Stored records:
>>>>
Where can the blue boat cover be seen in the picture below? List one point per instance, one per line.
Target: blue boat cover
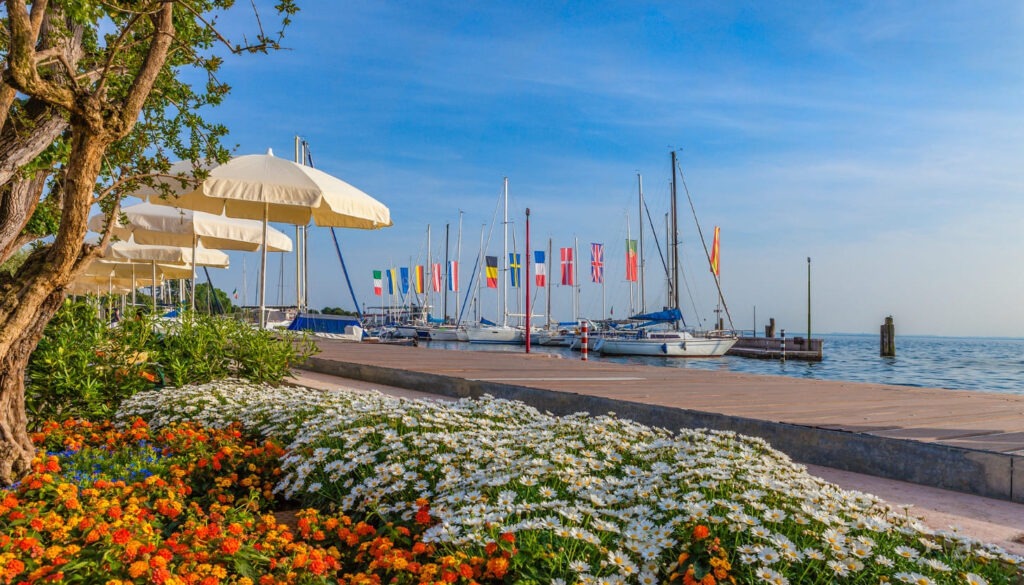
(669, 315)
(322, 323)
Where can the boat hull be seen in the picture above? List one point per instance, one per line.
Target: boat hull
(693, 347)
(495, 335)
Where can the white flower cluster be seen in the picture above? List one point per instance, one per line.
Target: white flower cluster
(608, 500)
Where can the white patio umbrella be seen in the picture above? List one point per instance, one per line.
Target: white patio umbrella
(159, 224)
(269, 189)
(182, 257)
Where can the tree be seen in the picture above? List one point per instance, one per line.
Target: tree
(94, 100)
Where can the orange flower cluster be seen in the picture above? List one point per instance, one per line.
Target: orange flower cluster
(205, 521)
(705, 563)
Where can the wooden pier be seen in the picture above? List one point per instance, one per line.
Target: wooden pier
(772, 348)
(963, 441)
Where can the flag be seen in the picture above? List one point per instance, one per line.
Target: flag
(418, 282)
(454, 276)
(566, 265)
(492, 272)
(714, 253)
(392, 278)
(632, 272)
(435, 277)
(515, 272)
(539, 268)
(403, 272)
(597, 262)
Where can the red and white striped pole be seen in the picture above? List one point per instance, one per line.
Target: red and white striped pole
(585, 342)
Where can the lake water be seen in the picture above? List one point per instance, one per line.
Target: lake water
(994, 365)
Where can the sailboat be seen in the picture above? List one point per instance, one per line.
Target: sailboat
(492, 332)
(647, 339)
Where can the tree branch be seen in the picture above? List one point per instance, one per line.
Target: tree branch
(163, 36)
(22, 71)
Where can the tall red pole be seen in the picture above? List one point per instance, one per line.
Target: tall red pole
(526, 261)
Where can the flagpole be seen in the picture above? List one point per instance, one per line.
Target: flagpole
(547, 296)
(576, 279)
(643, 300)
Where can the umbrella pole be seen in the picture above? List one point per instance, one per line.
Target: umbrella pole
(262, 269)
(298, 268)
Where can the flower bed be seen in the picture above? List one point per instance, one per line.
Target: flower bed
(580, 498)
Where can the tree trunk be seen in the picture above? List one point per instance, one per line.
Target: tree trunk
(16, 450)
(30, 299)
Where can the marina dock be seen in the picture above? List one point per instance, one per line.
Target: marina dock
(778, 348)
(968, 442)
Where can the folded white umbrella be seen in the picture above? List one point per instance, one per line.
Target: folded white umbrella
(159, 224)
(185, 258)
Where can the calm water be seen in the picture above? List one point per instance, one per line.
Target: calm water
(994, 365)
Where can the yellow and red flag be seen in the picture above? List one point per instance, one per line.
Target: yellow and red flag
(714, 253)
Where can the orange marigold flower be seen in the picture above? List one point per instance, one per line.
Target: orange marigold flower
(498, 567)
(122, 536)
(12, 569)
(138, 568)
(230, 545)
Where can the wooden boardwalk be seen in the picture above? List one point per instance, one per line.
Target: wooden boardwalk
(985, 422)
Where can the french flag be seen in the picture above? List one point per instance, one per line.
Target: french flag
(453, 276)
(539, 268)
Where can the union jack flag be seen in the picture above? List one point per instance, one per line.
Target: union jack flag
(566, 258)
(597, 262)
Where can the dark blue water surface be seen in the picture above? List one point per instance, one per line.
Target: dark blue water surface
(994, 365)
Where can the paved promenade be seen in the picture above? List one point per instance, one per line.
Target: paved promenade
(969, 442)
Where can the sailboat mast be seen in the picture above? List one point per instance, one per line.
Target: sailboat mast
(675, 238)
(505, 259)
(643, 299)
(547, 315)
(458, 260)
(445, 273)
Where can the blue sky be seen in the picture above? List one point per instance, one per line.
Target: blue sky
(884, 140)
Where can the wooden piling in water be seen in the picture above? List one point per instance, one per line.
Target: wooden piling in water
(888, 338)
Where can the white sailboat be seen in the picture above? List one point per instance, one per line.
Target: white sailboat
(647, 339)
(504, 333)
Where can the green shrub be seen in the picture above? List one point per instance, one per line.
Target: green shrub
(84, 368)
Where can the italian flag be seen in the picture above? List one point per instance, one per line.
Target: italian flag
(378, 284)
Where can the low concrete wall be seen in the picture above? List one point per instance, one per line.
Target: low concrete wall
(980, 472)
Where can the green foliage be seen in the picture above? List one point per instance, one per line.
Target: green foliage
(84, 368)
(262, 356)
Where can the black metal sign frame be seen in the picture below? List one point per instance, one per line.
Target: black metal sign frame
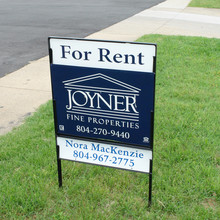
(100, 141)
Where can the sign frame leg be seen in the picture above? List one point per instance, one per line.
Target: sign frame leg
(150, 184)
(59, 167)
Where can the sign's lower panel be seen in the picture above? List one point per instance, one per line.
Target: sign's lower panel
(105, 154)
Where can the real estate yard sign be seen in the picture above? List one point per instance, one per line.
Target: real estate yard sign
(103, 95)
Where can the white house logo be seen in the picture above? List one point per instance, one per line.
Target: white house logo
(110, 99)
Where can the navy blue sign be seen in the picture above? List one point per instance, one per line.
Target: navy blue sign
(102, 103)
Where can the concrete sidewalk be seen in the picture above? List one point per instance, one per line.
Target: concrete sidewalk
(24, 90)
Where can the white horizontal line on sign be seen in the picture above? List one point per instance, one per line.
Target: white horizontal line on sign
(104, 154)
(99, 54)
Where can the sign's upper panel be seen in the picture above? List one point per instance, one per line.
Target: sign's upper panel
(106, 55)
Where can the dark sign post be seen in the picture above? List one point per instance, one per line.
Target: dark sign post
(103, 100)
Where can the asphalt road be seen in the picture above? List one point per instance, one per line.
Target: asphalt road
(26, 24)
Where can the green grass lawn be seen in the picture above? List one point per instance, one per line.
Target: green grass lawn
(205, 3)
(186, 182)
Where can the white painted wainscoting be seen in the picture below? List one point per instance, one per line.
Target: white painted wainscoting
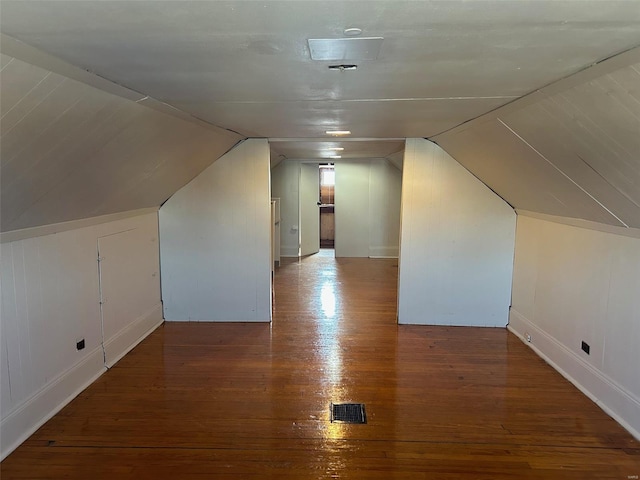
(51, 290)
(573, 284)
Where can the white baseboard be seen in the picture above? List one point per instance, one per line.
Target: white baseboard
(384, 252)
(20, 424)
(126, 339)
(289, 252)
(617, 402)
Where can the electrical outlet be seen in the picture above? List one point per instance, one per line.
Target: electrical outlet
(585, 347)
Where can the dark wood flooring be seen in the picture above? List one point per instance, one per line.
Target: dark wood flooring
(243, 401)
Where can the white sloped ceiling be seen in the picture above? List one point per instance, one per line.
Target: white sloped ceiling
(72, 151)
(569, 150)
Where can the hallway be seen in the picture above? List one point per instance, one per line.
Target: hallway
(239, 401)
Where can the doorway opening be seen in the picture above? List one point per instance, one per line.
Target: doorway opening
(327, 207)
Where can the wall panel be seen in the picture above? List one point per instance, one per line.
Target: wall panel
(574, 284)
(215, 241)
(456, 244)
(51, 298)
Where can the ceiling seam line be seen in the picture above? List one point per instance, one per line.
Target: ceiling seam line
(563, 174)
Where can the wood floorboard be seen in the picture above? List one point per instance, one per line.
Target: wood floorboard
(223, 401)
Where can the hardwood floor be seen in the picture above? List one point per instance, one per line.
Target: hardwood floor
(239, 401)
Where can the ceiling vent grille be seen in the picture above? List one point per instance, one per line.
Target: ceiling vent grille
(361, 48)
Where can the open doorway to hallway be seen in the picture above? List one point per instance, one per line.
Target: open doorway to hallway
(327, 208)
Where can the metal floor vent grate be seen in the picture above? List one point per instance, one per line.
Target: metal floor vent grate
(348, 413)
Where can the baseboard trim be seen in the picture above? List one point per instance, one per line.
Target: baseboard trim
(20, 424)
(384, 252)
(129, 337)
(23, 422)
(614, 400)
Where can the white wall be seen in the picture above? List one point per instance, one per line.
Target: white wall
(457, 244)
(215, 241)
(285, 184)
(70, 150)
(50, 299)
(367, 208)
(385, 194)
(574, 284)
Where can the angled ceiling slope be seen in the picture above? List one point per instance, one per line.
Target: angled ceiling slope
(71, 151)
(568, 150)
(246, 65)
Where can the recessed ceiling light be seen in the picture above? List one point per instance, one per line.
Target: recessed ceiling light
(352, 32)
(342, 68)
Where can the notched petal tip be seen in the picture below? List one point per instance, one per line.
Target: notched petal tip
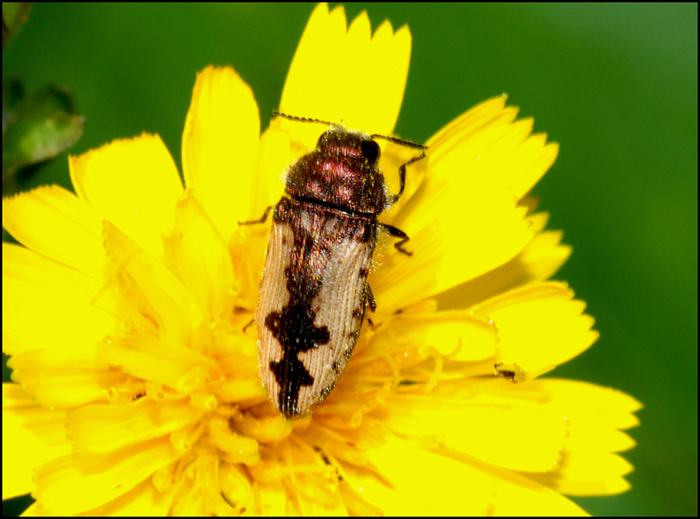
(369, 101)
(220, 145)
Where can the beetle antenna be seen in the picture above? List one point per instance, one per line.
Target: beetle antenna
(402, 142)
(301, 119)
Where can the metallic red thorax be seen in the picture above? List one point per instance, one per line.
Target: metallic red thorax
(341, 172)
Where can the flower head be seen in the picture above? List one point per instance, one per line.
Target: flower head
(127, 315)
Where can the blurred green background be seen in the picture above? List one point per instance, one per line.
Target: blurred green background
(616, 85)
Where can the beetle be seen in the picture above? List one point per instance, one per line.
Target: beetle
(314, 289)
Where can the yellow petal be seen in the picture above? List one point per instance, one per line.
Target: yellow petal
(496, 430)
(74, 483)
(132, 183)
(447, 487)
(591, 473)
(105, 428)
(490, 152)
(203, 259)
(539, 261)
(143, 500)
(274, 155)
(177, 367)
(167, 302)
(324, 83)
(455, 334)
(52, 221)
(539, 325)
(63, 378)
(220, 147)
(69, 305)
(448, 251)
(270, 498)
(589, 404)
(391, 501)
(31, 436)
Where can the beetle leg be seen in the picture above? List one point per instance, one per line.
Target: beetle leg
(262, 219)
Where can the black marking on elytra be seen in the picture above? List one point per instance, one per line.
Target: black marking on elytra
(369, 297)
(397, 233)
(315, 230)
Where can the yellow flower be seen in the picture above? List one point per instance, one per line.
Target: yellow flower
(126, 314)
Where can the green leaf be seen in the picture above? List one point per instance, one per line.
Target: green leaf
(14, 14)
(37, 127)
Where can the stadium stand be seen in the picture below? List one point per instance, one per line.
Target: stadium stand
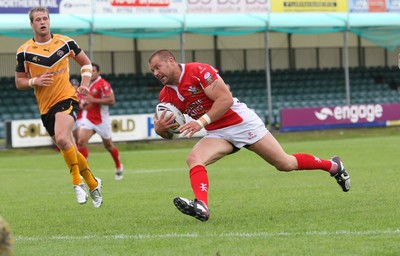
(138, 93)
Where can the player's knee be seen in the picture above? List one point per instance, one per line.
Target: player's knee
(62, 142)
(81, 143)
(283, 166)
(191, 159)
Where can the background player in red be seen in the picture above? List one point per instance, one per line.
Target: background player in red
(198, 91)
(96, 117)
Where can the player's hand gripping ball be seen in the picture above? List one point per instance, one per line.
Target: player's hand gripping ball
(171, 109)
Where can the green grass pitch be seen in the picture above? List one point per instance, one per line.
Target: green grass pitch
(255, 210)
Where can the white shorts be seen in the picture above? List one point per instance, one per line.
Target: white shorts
(103, 129)
(248, 132)
(77, 124)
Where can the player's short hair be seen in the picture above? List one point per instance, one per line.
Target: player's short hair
(6, 239)
(97, 66)
(164, 54)
(38, 9)
(75, 81)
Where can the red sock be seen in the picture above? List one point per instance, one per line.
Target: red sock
(199, 182)
(84, 151)
(309, 162)
(115, 155)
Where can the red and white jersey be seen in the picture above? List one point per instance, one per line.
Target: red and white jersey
(98, 113)
(189, 96)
<<<<
WHAT YOU HAVE TO DO: Retype exactly the lines from the one containing "Where can the player's hand" through the last line of the records above, including both.

RESULT:
Where can the player's hand gripping ball be seen in the picture above? List one point per instance, one per line.
Target: player's hand gripping ball
(171, 109)
Where can the green grass pitch be seen in the picture above? List one point per instance, one per line.
Target: green grass pitch
(255, 210)
Where can the white shorts be seen in the picture above? List one point per instance, one per line.
Target: white shorts
(103, 129)
(248, 132)
(77, 124)
Where can the player's short hair be seen in the picture above? List one point per instance, one per line.
Target: player's short hair
(6, 239)
(97, 66)
(164, 54)
(38, 9)
(75, 81)
Where can the red sock be seen in the picture above? List one point per instance, one per line.
Target: red sock
(199, 182)
(84, 151)
(309, 162)
(115, 155)
Where can the red and white jersey be seen in the picture above? List one point per instance, one per line.
Target: red and white jersey
(98, 113)
(189, 96)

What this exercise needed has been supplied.